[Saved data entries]
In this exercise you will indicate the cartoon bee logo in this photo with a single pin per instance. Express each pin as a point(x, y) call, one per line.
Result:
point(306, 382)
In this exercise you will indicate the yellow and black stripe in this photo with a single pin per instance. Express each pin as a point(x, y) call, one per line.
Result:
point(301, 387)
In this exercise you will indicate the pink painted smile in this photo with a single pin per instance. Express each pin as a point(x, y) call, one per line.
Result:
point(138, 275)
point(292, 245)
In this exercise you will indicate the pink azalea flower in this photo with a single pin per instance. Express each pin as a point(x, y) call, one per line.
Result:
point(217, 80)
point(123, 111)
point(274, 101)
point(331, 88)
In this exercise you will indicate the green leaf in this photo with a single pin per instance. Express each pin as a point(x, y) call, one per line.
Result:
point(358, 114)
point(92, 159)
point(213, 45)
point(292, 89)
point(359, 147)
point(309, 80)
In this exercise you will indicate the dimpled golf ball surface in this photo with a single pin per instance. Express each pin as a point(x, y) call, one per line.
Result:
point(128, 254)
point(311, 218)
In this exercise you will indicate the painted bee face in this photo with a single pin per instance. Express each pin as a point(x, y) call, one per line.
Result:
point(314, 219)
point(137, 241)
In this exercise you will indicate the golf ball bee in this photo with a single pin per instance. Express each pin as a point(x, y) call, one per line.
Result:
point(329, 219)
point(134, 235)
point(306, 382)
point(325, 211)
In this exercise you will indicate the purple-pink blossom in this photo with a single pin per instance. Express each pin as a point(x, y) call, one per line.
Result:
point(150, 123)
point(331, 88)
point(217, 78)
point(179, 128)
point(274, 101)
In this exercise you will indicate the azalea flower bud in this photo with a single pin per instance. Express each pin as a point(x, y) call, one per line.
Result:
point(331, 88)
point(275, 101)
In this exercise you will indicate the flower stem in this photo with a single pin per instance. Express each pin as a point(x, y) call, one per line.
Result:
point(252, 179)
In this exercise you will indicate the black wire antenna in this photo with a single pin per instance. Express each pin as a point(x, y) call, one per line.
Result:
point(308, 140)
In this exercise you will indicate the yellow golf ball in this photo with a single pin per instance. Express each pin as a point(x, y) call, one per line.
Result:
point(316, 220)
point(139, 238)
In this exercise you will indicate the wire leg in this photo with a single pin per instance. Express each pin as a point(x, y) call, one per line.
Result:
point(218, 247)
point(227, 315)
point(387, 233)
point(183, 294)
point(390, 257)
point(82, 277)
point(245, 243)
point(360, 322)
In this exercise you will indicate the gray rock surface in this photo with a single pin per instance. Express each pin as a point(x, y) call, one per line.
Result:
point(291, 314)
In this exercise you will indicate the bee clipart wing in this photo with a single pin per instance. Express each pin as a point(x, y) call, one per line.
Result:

--- Work to complete ---
Please return every line from the one that contains "In this exercise you will indicate the bee" through the end of the entries, exactly, leaving out all others.

--- Result for this exercise ---
In this exercise you will indicate the bee clipart wing in this photo with a single pin per instance. Express each pin as a point(x, y) call, one per line.
Result:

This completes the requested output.